> What you should do
Your job is to transcribe all the records that follow, excluding any pictures.

Referring expression grounding data:
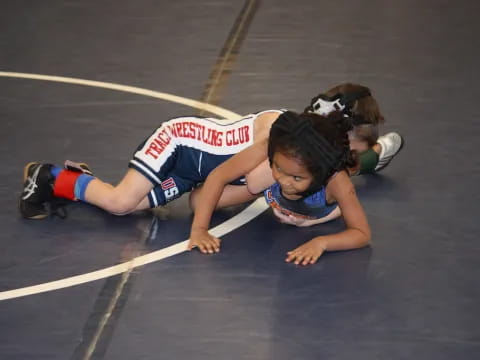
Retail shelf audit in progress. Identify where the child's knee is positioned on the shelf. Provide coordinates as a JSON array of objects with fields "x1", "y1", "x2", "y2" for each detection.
[
  {"x1": 104, "y1": 196, "x2": 139, "y2": 215},
  {"x1": 188, "y1": 192, "x2": 197, "y2": 212}
]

> Answer to the exercise
Retail shelf audit in progress. Identify where the child's knee is positioned on the shelf. Provide coordinates as a JSON array of objects with fields "x1", "y1", "x2", "y2" for each detection.
[
  {"x1": 104, "y1": 196, "x2": 139, "y2": 215},
  {"x1": 188, "y1": 192, "x2": 197, "y2": 212}
]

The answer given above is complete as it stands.